[Texto proporcionado]:
Una Honduras donde se gana la guerra, pero se pierde la paz

Una Honduras donde se gana la guerra, pero se pierde la paz


JOSÉ ADÁN CASTELAR
Hace tiempo que los hondureños no nos llevamos bien. Nos dividimos entre azules y rojos, de derechas y de izquierdas, golpistas y golpeados, sistemáticos y antisistema, y para rematar, entre barcelonistas y madridistas. Es decir, lo que la ciencia moderna llama polarización social, con todos sus peligros.

La profunda escisión que ha sufrido nuestro país ha colocado de un lado y otro a familiares, amigos, colegas, vecinos y compañeros, aunque también ha reunido a otros para cometer barbaridades o, por el contrario, para condenar las injusticias. Pero han agravado por mucho las clásicas diferencias de clases y propiedad privada que tanto ocuparon a Marx, Rousseau, Von Mises y Popper.

Y esta polarización social se nota más en sus orígenes, entre los políticos. Por eso cada vez que la oposición hace algo es duramente atacada, desprestigiada y reprimida por el aparato estatal. Y al revés, todas las decisiones que toma el gobierno se ven como sospechosas, insuficientes y malintencionadas. Obviamente el que tiene el poder y el dinero domina en esta batalla.

Esta hostilidad generada por la polarización social y política tiene consecuencias devastadoras para una nación: la ruptura de la sociedad, el surgimiento del fanatismo, las posiciones extremas, la venganza, el conflicto en las calles por los dos bandos, golpes de Estado, hasta una guerra civil a una confrontación internacional.

Otras naciones que cruzaron por conflictos superiores al nuestro pudieron resolver sus diferencias. Desde luego, la conducción de su política estaba en manos de estadistas, incluida la figura de un jefe de Estado que pudo asumir la reconciliación del país, aunque también representara una facción del conflicto. Saber moverse entre esa ambivalencia es lo que diferencia a un hombre de Estado, pero es más fácil ser un político insustancial e intrascendente.

[Objetivo del ejercicio]:
Según el texto sobre la polarización en Honduras, ¿quién domina en la batalla entre la oposición y el gobierno?

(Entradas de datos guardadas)
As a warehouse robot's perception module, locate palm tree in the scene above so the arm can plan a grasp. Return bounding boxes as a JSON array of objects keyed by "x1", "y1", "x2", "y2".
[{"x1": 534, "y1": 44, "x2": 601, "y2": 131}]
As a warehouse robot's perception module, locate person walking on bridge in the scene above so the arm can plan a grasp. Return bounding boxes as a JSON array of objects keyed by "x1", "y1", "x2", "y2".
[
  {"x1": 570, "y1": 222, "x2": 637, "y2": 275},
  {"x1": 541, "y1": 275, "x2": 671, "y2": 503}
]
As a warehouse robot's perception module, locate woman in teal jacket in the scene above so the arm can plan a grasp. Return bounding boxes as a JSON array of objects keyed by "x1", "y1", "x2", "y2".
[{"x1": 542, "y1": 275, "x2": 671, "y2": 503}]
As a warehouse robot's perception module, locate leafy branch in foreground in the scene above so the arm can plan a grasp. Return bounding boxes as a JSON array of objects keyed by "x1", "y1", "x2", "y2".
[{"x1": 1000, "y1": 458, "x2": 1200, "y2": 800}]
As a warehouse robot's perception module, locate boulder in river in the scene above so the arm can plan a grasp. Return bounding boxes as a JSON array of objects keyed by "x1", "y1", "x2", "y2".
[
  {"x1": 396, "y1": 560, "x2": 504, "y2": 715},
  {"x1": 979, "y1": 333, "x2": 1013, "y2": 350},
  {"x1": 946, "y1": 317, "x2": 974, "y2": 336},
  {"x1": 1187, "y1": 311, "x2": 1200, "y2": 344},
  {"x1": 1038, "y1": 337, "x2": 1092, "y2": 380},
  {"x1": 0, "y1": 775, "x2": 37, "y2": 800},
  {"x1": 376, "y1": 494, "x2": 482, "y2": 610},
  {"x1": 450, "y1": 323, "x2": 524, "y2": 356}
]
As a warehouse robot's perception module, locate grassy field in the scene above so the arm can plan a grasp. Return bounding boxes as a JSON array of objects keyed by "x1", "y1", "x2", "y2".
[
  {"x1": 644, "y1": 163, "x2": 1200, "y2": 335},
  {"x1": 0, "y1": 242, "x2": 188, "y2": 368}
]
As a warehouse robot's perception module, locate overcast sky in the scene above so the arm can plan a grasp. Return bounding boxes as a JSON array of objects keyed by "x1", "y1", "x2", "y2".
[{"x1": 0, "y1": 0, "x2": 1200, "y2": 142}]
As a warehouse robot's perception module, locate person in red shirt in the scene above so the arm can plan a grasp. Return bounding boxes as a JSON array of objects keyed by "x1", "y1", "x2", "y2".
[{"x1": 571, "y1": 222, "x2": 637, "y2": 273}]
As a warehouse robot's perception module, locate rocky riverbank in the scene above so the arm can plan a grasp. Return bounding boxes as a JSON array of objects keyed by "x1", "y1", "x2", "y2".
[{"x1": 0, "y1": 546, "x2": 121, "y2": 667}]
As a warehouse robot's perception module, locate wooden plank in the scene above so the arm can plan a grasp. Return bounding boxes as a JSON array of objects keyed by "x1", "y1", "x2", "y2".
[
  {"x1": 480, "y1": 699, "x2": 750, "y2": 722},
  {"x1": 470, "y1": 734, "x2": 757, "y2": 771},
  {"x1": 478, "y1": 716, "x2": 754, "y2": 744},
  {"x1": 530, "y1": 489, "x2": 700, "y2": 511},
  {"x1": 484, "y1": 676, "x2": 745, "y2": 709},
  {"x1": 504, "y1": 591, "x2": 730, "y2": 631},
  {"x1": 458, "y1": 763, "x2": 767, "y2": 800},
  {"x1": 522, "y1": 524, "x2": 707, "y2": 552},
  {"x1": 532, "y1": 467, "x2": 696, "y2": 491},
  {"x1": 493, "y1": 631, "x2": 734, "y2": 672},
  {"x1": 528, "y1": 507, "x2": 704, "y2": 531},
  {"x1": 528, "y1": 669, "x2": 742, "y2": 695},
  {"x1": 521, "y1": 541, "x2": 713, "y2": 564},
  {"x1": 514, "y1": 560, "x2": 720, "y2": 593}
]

[Solución desarrollada]:
El que tiene el poder y el dinero.